▶ _Consignes_:
1. Dans l'article sur la féodalité et l'essor des capitaux, qu'est-ce que les rois opposèrent aux seigneurs ?
2. Reprenez la rédaction de l'article sur la féodalité et l'essor des capitaux à la suite de sa dernière phrase.
··· Article
Le gouvernement féodal avait donné aux seigneurs le territoire, et avait imposé au peuple le travail.
Les seigneurs se rendirent redoutables aux rois. Les rois, toujours moins patiens que les peuples, opposèrent des communes aux seigneurs.
Les communes établies, les rois dépouillèrent les seigneurs des prérogatives qui faisaient ombrage au pouvoir monarchique.
La puissance seigneuriale ayant été affaiblie et par cela même adoucie, les communes s'évertuèrent. Par le travail et l'industrie, elles augmentèrent leurs capitaux. A côté de la propriété foncière s'éleva la propriété des capitaux mobiliers.
La valeur de ces capitaux surpassa bientôt celle des terres. S'accroissant chaque jour par l'industrie et le travail, comme l'industrie et le travail par les capitaux, bientôt ils refluèrent des villes dans les campagnes, des ateliers des arts et des entreprises du négoce, dans les exploitations rurales, et donnèrent un immense développement à la production territoriale. La seigneurie n'est point ouvrière: les seigneurs ravageaient quelquefois les terres; ils ne les cultivaient point. Le travail, l'industrie, les capitaux étant le patrimoine du bourgeois, du vilain, les bourgeois, les vilains acquirent des terres, en prirent à bail, à cens. Ils se chargèrent ainsi de la fructification d'une grande partie du territoire. Défrichemens, dessèchement, arrosemens, amendemens, grande culture, ils firent tout ce qui peut donner un plein essor à la force productive de la terre.
Ainsi la propriété mobilière se répandit partout, s'associa à tout; fit fleurir les arts, le négoce, la propriété foncière. Bientôt elle marcha de pair avec celle-ci; les biens-fonds s'échangèrent avec les fonds d'industrie, comme leurs produits s'échangeaient au marché. Les capitaux devinrent l'unité à laquelle se mesurèrent tous les genres de biens. Ce qu'on appela la valeur des terres fut désigné par le capital qui en était le prix en cas de vente. La rente ou l'intérêt des capitaux se balança dans tous les genres de placemens.
Alors, les bourgeois, premiers possesseurs des capitaux, comme les seigneurs avaient été les premiers possesseurs des terres, eurent en leur puissance la plus grande masse de la richesse nationale. Seuls propriétaires de tous les genres d'industrie, ils se placèrent aussi dans les rangs des propriétaires territoriaux. Alors les fortunes plébéiennes se classèrent comme celles des seigneurs, en petites fortunes, en fortunes médiocres, en grandes, en immenses fortunes. La richesse, l'opulence, le luxe, l'ostentation, les commodités de la vie devinrent communes à la roture et à la noblesse; hôtels, châteaux, ameublemens, voitures, chevaux, valets, vêtemens, tout ce qui annonce la richesse, devint une jouissance des simples particuliers comme des grands de l'État. Des seigneurs devinrent vassaux, sujets même de plébéiens enrichis. C'est ainsi que le travail, après avoir délivré de la servitude, donna même la domination et la seigneurie à la classe des prétendus serfs, sur une foule d'anciens seigneurs.
······
··· Extrait de données
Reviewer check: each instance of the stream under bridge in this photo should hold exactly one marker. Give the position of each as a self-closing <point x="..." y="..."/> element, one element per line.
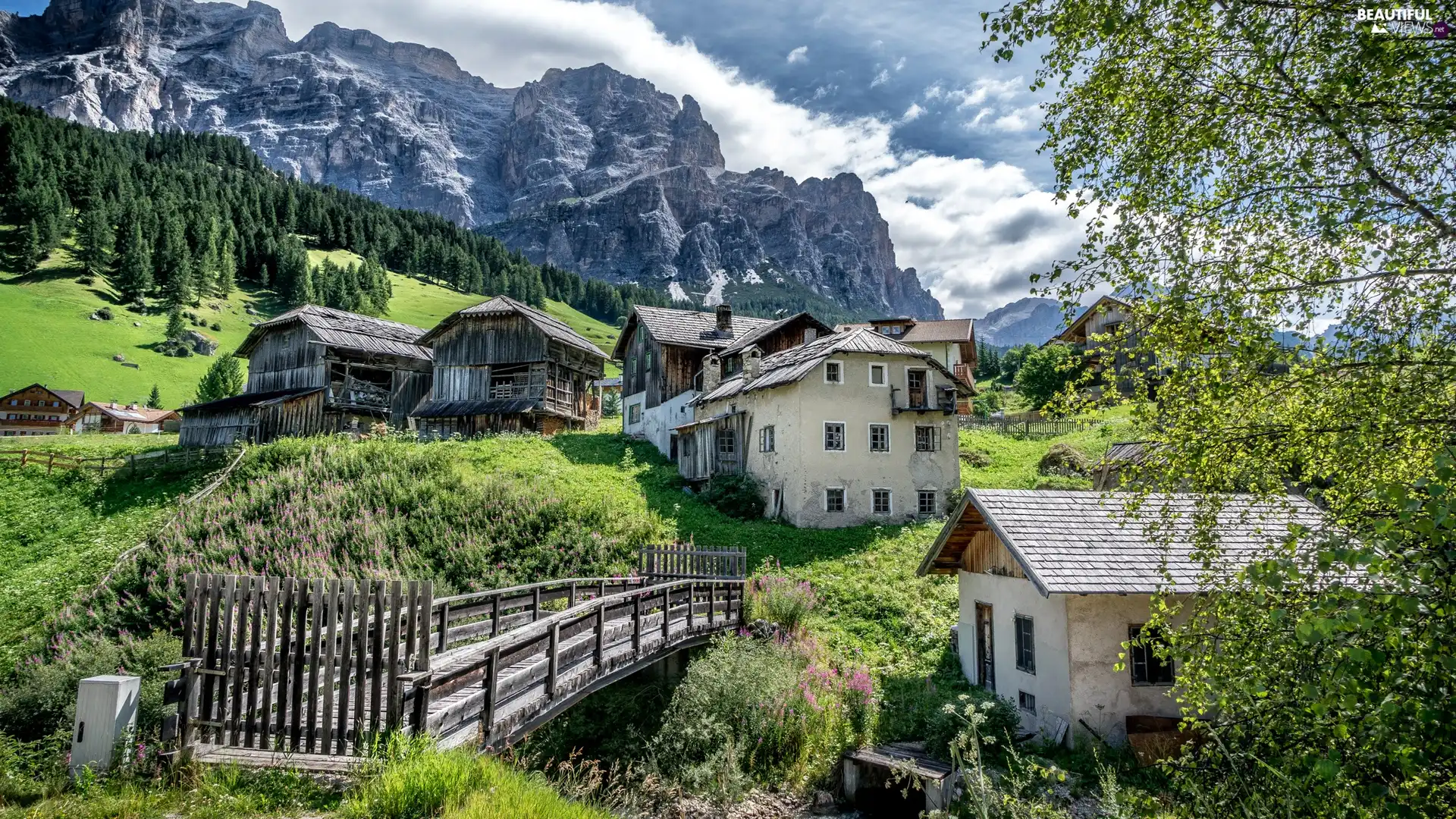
<point x="315" y="672"/>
······
▶ _Réponses_:
1. Ils leur opposèrent des communes.

2.
La découverte de l'Amérique et la navigation ajoutèrent un immense développement à la prospérité du tiers-état dans le seizième siècle.
Pendant que les fortunes plébéiennes se multipliaient, s'élevaient et commençaient à rivaliser avec les fortunes féodales, la puissance des seigneurs se détruisait, et leur fortune n'augmentait pas. Ils perdaient le droit de lever des troupes, le droit de juger leurs vassaux sans appel, le droit de n'être eux-mêmes jugés par personne. Attirés près du prince, ils devenaient courtisans et n'avaient plus de cour.
L'indolence nobiliaire succédant aux occupations féodales, le mépris du travail, des arts, de l'économie demeurant à la noblesse comme seules marques de grandeur, tandis que l'activité du commun état portait la fécondité dans toutes les entreprises rurales, manufacturières et commerciales, et que son économie accumulait de continuelles épargnes, il fallut que la grandeur seigneuriale s'abaissât à mesure que la roture s'élevait autour d'elle; et que leur condition s'approchât du niveau. Telle était à la fin du seizième siècle leur situation respective. C'était le résultat de l'accroissement des richesses.
Observons maintenant la marche des lumières depuis le onzième siècle.
Ce que la richesse donne de plus précieux aux hommes, c'est du temps, c'est du loisir. Si ce qu'on appelle la vie est le développement et l'exercice de nos facultés, l'homme que sort aisance exempte des soins journaliers de sa subsistance et de son bien-être physique a cent fois plus de temps à vivre que l'homme dénué de toute propriété.
Le développement des qualités intellectuelles fut très inégal entre les classes privilégiées et celles du commun état. Les opérations que le commerce et les arts exigent, sont déjà un exercice pour l'esprit; les voyages qu'ils supposent font passer sous les yeux une foule d'objets d'utile comparaison. Enfin la richesse étant le produit de l'industrie, la conserver, l'accroître, en faire un sage emploi, pourvoir à toutes les jouissances dont elle avait fait naître le besoin, inventer, perfectionner, produire, tout cela devint le partage de la partie industrieuse du tiers-état. Les seigneurs adonnés dans leur jeunesse aux exercices du corps, étrangers à toute société autre que celle des châteaux, jetés plus tard dans les sujétions de la cour, dans ses dissipations, ou dans les emportemens de la guerre, n'eurent jamais que des raisons de mépriser la culture de leur esprit et craignirent par-dessus tout de le charger de savoir. Le tiers-état fut donc le premier et presque seul appelé à l'instruction.
Après avoir atteint à la hauteur du patriciat par l'accroissement des fortunes, il le surpassa bientôt par le développement des esprits.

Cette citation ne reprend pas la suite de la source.